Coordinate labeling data
:::::

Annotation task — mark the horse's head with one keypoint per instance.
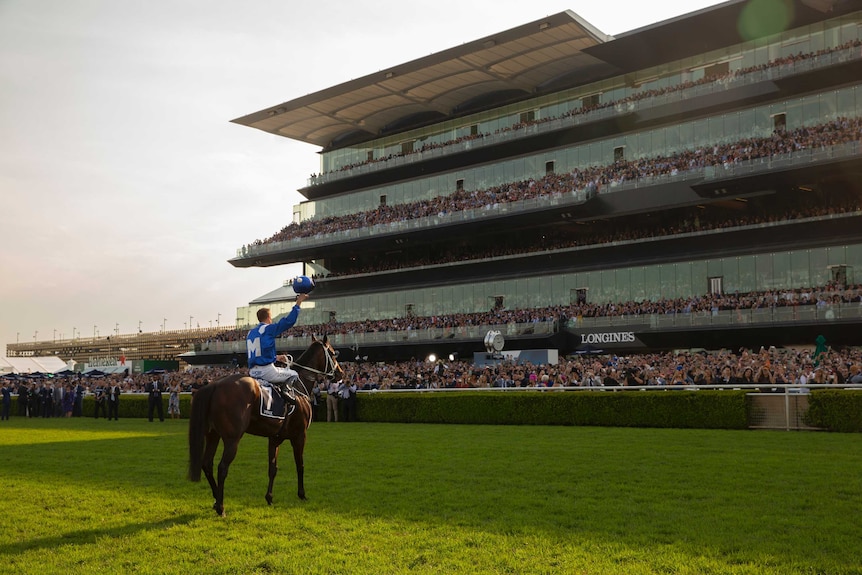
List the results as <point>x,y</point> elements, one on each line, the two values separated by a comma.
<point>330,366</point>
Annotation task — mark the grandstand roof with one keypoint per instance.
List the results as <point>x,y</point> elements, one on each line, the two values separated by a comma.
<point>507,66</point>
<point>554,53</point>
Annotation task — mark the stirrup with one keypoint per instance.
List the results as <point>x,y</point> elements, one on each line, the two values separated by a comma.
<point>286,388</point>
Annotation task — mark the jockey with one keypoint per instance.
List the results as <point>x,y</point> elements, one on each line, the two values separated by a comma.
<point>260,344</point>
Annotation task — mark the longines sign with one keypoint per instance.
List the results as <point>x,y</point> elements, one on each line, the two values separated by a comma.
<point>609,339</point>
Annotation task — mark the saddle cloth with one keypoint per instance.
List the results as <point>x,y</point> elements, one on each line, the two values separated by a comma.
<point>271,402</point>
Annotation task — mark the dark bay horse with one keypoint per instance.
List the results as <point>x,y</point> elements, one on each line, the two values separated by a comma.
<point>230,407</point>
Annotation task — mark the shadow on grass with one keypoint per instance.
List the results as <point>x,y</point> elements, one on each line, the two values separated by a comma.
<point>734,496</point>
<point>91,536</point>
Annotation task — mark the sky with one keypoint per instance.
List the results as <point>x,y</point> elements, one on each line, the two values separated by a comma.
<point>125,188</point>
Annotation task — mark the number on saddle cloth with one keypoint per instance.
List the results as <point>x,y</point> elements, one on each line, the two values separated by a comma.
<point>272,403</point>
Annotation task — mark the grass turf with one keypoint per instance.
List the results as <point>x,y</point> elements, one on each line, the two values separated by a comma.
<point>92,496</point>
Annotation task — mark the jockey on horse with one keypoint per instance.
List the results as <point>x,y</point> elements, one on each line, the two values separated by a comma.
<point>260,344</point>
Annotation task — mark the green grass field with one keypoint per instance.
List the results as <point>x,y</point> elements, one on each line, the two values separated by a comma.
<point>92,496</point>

:::::

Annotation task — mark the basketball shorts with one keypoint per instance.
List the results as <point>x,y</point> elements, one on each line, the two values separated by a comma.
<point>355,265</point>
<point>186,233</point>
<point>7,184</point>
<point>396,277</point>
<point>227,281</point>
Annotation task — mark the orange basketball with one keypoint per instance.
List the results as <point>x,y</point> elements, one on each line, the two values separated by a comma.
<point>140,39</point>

:::::

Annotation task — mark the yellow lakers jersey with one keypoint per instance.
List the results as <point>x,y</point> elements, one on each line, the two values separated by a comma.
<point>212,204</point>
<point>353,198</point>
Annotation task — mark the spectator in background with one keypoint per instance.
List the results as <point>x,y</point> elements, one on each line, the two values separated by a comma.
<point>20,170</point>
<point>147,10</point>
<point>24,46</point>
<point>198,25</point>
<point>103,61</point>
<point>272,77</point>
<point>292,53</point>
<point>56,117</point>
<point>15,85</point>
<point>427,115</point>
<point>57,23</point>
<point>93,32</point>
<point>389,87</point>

:::::

# Written instruction
Arrange the entries from the line containing "Annotation task — mark the horse's" through the line containing "<point>91,536</point>", both included, as a Markdown table with the columns Row and Line, giving each line a row number. Omit blank lines and leave out the pictures.

# Full output
| Row | Line |
|---|---|
| 1 | Annotation task — mark the horse's head with one keypoint per instance. |
| 2 | List the results as <point>x,y</point> elements, one on each line, the two values separated by a comma. |
| 3 | <point>330,366</point> |
| 4 | Annotation task — mark the grandstand roof with one keypoint per instance. |
| 5 | List the results as <point>x,y</point> elements, one on each line, the two values separated by a comma. |
| 6 | <point>507,66</point> |
| 7 | <point>554,53</point> |
| 8 | Annotation task — mark the stirrup with one keypoint per instance. |
| 9 | List the results as <point>x,y</point> elements, one on each line, the two values separated by a comma. |
| 10 | <point>286,388</point> |
| 11 | Annotation task — mark the jockey with one keypoint per instance. |
| 12 | List the results as <point>x,y</point> elements, one on each line, the two values separated by a comma. |
| 13 | <point>260,344</point> |
| 14 | Annotation task — mark the longines sign with one keypoint per instance. |
| 15 | List the results as <point>x,y</point> elements, one on each line, the two values separated by a comma. |
| 16 | <point>609,339</point> |
| 17 | Annotation task — mark the saddle cloth with one keypoint per instance. |
| 18 | List the results as <point>x,y</point> elements, one on each line, the two values separated by a comma. |
| 19 | <point>271,402</point> |
| 20 | Annotation task — mark the dark bay horse with one keypoint per instance. |
| 21 | List the results as <point>x,y</point> elements, one on each line, the two values separated by a comma. |
| 22 | <point>230,407</point> |
| 23 | Annotation task — mark the shadow on grass with one keypoint per instance. |
| 24 | List the results as <point>x,y</point> elements, one on each line, the two values separated by a comma. |
| 25 | <point>734,496</point> |
| 26 | <point>91,536</point> |